- _Written request_:
Repeat, character for character, the lines that begin with the one containing "outline window" and end with the one containing "[[[337,388],[337,417],[341,430],[347,430],[348,427],[348,388]]]", including both of those lines.

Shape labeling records
# # # #

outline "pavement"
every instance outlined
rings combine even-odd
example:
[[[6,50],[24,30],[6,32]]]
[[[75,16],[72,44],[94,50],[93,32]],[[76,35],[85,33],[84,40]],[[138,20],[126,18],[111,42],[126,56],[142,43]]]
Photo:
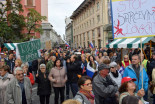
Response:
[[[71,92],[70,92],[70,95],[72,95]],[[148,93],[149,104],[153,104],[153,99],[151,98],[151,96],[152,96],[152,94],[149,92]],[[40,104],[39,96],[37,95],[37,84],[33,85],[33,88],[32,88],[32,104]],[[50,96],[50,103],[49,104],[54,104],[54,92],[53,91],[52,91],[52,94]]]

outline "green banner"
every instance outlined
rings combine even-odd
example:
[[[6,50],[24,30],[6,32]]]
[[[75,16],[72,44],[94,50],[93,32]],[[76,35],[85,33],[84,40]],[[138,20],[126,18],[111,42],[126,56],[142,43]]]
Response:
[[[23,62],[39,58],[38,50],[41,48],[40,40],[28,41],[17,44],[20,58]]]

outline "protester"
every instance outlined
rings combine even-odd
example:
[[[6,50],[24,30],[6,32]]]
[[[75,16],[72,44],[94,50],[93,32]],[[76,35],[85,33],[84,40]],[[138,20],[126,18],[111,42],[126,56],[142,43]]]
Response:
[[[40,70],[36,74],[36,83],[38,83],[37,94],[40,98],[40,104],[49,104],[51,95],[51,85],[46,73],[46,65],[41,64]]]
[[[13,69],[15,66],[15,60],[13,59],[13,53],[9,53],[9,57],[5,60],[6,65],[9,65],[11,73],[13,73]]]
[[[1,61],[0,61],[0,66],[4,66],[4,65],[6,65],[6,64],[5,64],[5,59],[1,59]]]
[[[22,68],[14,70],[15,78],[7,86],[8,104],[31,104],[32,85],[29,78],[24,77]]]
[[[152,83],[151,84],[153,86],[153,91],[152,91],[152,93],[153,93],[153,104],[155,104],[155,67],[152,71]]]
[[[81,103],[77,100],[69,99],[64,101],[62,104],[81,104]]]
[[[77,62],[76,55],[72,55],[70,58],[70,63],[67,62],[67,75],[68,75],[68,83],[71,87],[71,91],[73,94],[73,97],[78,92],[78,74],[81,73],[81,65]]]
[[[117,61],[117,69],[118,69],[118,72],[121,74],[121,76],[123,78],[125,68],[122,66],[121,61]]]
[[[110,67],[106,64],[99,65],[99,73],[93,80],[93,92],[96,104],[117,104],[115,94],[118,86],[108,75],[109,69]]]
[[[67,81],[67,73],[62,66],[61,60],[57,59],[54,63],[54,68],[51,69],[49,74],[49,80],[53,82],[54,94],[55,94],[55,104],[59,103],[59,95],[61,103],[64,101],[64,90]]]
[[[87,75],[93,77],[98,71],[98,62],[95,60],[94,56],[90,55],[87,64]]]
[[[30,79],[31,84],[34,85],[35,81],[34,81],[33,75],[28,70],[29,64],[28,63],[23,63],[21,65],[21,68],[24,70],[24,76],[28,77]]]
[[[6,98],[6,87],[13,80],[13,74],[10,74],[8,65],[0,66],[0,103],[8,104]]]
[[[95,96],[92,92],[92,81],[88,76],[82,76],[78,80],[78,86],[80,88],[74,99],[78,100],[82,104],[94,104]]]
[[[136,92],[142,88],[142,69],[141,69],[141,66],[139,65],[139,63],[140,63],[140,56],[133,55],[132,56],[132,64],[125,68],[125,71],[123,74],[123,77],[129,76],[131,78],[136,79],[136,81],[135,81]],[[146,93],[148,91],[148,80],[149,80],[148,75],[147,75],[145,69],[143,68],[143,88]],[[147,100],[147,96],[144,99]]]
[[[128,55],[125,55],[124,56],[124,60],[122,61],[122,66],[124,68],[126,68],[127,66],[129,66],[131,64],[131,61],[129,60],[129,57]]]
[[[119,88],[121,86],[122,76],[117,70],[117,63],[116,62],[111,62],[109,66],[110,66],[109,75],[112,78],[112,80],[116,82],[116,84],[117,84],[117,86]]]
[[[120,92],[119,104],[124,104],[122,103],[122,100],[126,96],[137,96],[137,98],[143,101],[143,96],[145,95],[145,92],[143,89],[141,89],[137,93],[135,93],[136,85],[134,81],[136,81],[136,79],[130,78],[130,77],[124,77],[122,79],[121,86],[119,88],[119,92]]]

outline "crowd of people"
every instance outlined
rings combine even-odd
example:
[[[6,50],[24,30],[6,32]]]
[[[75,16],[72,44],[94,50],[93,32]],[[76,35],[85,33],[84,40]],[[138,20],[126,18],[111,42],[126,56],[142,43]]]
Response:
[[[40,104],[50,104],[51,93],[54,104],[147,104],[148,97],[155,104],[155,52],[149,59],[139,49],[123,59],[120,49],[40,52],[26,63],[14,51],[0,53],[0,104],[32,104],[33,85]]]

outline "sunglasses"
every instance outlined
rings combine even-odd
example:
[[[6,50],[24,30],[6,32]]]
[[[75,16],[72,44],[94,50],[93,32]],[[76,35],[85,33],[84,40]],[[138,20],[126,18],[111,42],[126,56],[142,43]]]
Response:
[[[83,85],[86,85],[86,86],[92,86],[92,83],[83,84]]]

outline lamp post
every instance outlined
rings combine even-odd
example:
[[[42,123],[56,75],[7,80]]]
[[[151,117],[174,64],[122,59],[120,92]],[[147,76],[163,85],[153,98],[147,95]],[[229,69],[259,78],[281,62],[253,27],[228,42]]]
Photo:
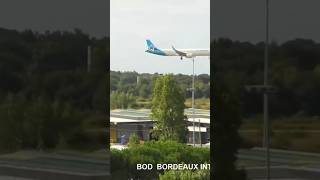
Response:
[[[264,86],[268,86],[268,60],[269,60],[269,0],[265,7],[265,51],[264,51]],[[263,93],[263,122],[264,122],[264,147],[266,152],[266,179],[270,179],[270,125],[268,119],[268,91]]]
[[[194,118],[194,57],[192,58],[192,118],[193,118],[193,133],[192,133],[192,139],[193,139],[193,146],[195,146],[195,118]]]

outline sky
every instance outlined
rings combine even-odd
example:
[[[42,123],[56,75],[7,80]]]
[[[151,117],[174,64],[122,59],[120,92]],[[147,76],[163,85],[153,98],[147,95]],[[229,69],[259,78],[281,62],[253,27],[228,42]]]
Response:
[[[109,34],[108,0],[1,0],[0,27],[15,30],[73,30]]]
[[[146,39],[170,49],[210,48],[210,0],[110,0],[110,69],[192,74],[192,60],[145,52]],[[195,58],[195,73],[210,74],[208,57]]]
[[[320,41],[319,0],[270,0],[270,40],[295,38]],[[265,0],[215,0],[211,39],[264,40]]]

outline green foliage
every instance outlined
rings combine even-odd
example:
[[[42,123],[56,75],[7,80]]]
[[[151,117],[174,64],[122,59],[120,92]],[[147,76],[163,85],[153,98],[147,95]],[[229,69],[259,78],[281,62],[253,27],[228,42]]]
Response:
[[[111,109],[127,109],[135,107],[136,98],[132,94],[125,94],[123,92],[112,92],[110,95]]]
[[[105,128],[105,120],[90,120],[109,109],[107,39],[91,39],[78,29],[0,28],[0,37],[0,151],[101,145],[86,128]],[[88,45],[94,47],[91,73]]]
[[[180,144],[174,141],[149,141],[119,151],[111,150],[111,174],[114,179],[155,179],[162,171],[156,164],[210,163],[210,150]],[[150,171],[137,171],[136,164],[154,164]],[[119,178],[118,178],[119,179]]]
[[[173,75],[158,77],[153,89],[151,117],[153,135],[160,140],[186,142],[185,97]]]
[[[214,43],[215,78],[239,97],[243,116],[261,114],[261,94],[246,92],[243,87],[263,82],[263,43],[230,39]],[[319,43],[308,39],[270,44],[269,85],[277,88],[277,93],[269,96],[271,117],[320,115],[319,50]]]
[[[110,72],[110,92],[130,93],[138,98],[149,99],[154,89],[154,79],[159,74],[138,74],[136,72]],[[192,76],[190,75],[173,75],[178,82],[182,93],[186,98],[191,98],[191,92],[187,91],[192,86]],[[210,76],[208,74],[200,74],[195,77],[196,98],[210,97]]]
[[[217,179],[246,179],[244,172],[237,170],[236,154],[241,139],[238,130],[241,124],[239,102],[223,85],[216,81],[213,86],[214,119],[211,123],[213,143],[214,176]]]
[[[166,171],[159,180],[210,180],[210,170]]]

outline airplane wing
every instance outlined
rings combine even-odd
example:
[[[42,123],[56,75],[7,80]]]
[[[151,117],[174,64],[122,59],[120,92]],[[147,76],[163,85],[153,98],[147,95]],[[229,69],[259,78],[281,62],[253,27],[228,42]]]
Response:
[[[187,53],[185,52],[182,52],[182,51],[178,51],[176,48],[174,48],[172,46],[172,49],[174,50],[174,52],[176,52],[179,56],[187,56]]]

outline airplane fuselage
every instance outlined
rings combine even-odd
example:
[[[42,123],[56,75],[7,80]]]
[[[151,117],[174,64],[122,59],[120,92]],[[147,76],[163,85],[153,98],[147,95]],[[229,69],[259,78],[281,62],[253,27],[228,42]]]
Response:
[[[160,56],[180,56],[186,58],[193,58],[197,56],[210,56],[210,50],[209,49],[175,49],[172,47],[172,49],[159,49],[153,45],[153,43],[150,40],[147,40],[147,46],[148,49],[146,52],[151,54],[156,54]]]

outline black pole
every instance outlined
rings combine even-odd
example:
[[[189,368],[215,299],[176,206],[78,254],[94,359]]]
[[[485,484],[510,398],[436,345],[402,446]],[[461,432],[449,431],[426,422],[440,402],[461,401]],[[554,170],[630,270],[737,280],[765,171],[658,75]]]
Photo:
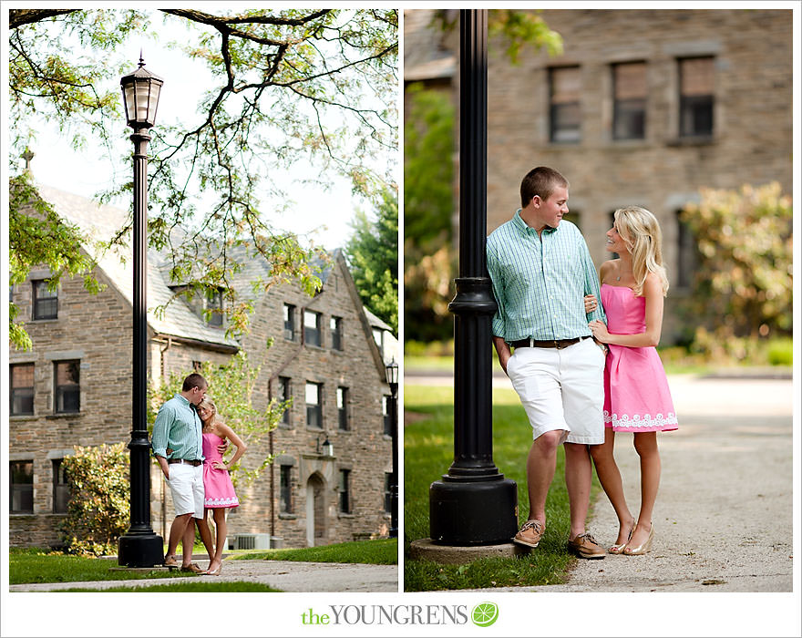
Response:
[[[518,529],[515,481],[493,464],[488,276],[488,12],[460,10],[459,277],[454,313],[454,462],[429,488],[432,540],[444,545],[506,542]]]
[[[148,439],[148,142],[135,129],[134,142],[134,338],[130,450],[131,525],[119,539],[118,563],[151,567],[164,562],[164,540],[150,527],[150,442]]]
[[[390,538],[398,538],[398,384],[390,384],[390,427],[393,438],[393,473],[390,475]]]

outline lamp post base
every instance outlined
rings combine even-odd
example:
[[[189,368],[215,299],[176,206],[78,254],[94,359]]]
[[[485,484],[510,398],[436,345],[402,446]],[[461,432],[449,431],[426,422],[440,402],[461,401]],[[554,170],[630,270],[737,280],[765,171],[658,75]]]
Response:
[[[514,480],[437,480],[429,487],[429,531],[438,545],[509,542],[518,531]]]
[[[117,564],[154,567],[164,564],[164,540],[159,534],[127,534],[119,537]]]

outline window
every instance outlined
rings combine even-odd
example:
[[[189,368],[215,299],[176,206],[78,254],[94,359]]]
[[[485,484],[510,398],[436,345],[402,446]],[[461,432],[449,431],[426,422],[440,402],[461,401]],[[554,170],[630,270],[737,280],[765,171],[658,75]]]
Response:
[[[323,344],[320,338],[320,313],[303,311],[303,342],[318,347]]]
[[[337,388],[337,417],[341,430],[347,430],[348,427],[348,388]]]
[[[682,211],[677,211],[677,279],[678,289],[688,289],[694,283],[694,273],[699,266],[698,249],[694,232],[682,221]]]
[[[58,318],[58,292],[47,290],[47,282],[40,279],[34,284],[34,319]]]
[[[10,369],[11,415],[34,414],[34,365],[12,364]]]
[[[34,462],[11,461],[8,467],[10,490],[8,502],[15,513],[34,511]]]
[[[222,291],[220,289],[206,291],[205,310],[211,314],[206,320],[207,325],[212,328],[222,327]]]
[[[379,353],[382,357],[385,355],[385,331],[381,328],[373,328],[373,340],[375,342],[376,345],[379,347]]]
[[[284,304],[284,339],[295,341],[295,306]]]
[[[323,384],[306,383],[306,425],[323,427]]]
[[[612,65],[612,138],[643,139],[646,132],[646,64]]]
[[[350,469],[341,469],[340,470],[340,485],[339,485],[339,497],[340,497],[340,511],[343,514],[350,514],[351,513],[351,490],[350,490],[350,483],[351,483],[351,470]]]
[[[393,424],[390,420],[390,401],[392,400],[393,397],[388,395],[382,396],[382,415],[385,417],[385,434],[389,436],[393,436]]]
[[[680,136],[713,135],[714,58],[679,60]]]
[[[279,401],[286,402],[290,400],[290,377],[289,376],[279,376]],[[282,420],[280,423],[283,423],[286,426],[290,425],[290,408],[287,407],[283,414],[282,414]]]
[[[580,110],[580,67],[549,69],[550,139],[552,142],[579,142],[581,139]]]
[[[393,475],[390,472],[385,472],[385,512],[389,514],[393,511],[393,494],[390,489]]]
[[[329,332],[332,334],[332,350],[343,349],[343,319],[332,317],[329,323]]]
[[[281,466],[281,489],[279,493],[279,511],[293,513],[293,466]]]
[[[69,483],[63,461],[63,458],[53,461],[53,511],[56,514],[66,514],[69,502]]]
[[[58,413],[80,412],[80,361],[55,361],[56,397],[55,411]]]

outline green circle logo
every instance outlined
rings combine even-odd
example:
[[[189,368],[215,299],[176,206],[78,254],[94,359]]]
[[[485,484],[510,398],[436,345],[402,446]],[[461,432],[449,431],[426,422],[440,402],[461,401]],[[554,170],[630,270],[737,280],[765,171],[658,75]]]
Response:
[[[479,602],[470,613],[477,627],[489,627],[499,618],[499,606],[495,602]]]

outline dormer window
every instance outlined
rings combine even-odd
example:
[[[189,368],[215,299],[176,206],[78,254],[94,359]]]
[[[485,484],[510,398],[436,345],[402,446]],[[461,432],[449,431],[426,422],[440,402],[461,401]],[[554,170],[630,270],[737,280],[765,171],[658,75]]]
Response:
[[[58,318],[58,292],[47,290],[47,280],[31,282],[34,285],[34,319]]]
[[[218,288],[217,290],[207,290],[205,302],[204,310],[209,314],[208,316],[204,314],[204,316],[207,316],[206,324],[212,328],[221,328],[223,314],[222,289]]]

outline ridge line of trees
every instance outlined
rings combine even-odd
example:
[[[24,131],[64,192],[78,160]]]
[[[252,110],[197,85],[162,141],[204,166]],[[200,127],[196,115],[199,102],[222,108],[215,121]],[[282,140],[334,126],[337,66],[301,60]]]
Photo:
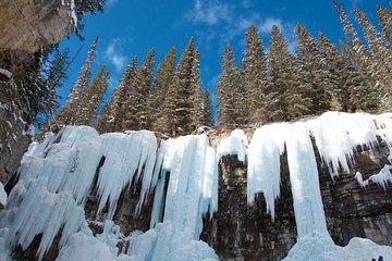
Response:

# # # #

- _Task answer_:
outline window
every instance outlined
rings combine even-odd
example:
[[[189,368],[215,299],[176,206],[78,254],[94,359]]]
[[[485,484],[510,398],[436,345],[402,446]],[[461,432],[449,431],[426,422],[440,402],[461,401]],[[554,170],[630,270],[737,280],[765,171],[658,75]]]
Response:
[[[323,344],[320,338],[320,313],[303,311],[303,342],[318,347]]]
[[[337,388],[337,417],[341,430],[347,430],[348,427],[348,388]]]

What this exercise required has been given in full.